Do this:
Pick out each line of the records that contains the string "lamp" and copy it.

(Extracted records)

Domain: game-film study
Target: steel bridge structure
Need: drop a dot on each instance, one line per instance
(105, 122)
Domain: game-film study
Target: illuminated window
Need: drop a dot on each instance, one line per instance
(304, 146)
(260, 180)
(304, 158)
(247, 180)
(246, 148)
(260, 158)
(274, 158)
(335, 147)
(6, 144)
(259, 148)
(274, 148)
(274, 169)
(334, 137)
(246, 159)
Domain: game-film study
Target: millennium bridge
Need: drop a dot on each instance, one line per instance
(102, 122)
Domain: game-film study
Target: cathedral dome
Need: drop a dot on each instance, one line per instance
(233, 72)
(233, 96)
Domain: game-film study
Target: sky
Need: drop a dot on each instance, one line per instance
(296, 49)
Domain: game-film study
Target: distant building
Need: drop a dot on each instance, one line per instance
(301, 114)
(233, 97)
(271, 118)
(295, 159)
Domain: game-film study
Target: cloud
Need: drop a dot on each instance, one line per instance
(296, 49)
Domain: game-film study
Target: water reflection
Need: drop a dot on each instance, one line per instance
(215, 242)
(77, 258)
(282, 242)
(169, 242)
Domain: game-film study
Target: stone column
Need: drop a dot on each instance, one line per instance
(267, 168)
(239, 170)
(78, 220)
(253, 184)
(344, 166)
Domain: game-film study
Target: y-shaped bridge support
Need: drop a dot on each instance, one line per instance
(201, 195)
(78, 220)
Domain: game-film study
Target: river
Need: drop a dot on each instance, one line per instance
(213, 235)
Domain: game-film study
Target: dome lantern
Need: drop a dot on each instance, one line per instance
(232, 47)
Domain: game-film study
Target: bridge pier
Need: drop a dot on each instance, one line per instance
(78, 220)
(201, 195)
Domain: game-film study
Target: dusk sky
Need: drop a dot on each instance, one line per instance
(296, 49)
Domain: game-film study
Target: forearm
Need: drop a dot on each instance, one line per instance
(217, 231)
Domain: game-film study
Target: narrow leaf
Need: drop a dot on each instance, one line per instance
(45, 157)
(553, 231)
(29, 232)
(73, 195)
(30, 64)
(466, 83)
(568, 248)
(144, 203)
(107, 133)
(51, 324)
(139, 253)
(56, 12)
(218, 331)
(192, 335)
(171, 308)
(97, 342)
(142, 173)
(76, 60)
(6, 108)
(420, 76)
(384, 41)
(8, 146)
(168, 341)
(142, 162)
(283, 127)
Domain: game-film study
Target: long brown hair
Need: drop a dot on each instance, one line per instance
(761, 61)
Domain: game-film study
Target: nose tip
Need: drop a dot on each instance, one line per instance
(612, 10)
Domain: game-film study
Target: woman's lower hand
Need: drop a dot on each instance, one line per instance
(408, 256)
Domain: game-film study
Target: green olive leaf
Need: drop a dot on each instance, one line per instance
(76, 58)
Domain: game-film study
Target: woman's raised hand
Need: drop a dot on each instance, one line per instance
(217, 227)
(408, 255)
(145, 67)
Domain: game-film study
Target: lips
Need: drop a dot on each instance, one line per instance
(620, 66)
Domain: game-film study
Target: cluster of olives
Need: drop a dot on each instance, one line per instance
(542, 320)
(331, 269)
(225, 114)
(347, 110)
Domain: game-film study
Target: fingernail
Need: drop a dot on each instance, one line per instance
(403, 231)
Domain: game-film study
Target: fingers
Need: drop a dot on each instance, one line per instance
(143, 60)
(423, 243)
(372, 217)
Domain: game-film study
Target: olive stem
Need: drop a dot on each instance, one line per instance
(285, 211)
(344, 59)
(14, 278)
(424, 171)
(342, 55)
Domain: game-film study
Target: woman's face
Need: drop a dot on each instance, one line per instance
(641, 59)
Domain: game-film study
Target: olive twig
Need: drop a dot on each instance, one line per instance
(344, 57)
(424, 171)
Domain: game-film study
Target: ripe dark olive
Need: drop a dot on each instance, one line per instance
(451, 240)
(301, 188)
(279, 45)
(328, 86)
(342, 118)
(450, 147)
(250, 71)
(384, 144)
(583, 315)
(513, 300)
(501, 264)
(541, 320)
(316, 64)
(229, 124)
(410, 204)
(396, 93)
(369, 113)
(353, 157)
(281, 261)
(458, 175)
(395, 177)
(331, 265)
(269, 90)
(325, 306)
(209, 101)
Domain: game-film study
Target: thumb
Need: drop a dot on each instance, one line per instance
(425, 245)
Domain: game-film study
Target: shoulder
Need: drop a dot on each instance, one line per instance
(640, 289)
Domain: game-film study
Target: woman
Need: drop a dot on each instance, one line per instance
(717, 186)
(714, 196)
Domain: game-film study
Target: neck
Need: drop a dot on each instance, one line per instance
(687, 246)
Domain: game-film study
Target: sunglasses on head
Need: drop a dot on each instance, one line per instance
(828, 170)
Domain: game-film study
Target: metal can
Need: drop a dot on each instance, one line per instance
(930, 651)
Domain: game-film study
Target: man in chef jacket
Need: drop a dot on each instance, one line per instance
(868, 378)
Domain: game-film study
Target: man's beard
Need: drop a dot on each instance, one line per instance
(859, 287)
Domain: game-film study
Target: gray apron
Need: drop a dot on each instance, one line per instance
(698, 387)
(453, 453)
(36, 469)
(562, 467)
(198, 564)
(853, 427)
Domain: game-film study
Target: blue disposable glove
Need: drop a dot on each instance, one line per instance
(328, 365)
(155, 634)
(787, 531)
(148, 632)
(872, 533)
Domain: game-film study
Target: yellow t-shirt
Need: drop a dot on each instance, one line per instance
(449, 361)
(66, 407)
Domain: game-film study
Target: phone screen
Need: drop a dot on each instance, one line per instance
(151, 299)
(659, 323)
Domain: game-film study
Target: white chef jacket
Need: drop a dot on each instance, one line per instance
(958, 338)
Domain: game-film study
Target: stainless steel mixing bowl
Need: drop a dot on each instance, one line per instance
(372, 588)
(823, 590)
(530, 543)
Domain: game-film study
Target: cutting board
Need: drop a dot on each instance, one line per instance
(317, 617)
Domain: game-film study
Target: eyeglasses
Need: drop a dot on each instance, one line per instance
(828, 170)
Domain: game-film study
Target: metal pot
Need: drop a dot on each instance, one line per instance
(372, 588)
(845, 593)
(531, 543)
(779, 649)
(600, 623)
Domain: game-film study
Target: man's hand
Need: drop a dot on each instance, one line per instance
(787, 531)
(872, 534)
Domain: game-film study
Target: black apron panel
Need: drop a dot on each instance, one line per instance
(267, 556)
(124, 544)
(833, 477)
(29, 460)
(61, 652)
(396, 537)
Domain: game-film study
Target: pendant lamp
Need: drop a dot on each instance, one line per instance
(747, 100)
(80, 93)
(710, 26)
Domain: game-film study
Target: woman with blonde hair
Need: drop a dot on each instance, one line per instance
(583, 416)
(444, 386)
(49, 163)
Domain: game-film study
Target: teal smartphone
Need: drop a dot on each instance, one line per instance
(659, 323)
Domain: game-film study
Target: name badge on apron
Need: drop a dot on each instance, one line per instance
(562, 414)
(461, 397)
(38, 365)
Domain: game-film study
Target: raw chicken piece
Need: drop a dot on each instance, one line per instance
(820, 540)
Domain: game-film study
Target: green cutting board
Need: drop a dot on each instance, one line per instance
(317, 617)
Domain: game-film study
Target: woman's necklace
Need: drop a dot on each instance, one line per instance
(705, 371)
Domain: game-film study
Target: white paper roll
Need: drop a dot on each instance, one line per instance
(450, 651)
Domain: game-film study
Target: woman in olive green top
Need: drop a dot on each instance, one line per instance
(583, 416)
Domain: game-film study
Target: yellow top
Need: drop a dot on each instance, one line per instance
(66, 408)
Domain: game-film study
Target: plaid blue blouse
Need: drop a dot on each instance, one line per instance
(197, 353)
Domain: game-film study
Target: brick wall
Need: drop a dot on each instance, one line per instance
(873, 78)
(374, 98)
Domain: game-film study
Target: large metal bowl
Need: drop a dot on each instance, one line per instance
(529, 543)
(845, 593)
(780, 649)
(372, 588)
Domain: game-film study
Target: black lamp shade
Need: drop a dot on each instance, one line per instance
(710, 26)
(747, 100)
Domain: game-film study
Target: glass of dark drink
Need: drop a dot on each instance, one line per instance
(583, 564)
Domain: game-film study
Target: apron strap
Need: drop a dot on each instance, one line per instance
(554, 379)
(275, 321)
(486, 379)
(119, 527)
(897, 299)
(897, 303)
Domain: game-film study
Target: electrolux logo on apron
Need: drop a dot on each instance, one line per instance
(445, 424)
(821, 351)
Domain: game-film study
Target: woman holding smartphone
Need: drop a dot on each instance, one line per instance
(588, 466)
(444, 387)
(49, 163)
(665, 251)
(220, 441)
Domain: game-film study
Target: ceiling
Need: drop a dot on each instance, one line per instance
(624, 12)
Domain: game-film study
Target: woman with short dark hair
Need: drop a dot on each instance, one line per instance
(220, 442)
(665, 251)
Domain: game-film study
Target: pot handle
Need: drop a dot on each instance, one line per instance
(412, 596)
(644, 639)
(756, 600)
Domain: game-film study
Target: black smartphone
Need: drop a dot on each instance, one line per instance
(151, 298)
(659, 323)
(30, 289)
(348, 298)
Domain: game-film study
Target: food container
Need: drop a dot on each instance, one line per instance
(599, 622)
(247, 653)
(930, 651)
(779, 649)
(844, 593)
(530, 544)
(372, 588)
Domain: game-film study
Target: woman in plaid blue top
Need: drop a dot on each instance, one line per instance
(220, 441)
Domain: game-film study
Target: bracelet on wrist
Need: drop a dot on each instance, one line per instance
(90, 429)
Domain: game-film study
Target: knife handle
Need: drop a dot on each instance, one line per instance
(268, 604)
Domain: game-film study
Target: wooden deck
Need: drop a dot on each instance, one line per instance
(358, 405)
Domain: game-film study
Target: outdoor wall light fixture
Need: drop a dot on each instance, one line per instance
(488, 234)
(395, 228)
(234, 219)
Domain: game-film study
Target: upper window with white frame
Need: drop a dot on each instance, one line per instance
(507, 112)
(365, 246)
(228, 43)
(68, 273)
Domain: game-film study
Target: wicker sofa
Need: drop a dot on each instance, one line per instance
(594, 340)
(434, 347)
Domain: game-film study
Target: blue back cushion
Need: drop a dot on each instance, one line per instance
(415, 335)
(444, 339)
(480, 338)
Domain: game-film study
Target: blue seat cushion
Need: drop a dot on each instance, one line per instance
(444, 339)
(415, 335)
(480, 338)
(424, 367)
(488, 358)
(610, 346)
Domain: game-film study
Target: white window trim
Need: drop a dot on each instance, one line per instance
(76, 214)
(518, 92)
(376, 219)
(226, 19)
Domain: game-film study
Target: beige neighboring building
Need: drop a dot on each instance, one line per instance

Exercise answer:
Target: pendant lamp
Target: black lamp shade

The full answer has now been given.